# ASSIGNMENT
All lines from the one that contains "target | tree trunk" through the final line of the entries must be repeated exactly. No other lines belong in the output.

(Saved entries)
★ ★ ★ ★ ★

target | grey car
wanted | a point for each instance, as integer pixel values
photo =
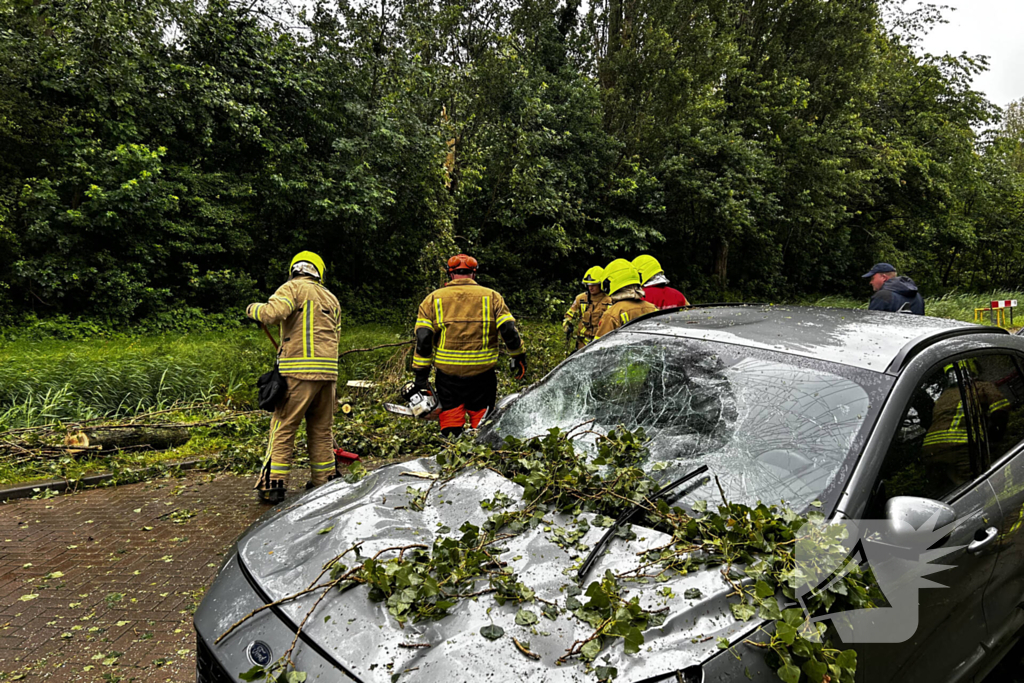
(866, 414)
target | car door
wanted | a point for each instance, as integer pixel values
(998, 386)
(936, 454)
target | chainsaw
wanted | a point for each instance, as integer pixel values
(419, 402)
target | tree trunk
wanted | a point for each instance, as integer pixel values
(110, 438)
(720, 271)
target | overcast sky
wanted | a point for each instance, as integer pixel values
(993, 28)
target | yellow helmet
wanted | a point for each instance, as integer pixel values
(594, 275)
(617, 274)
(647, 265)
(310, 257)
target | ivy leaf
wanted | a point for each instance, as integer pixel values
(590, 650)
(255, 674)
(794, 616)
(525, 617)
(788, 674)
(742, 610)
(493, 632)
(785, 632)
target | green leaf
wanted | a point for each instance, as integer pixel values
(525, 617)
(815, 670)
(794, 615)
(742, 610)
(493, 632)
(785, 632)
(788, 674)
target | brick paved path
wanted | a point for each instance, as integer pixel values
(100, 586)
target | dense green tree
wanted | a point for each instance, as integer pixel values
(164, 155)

★ ★ ★ ★ ★

# SOLUTION
target | tree trunk
wanted | a point for each instance, as integer pixel values
(110, 438)
(720, 271)
target | overcast sky
wanted | a point for each instance, as integer pixel values
(993, 28)
target | yellow helmet
wanted | a point for each instance, as integer pixel values
(594, 275)
(617, 274)
(647, 265)
(310, 257)
target | ivy leaf
wanted | a point for each instance, as integer pixel values
(590, 650)
(255, 674)
(794, 616)
(525, 617)
(788, 674)
(742, 610)
(493, 632)
(785, 632)
target | green leaf
wanted | a point for each instance, as integer pixel values
(525, 617)
(815, 670)
(794, 615)
(742, 610)
(493, 632)
(785, 632)
(788, 674)
target | brick paved path
wanted | a point for each instance, as integer pixel values
(100, 586)
target | dense green tree
wanted | a point for each instance, as integer pixel values
(164, 155)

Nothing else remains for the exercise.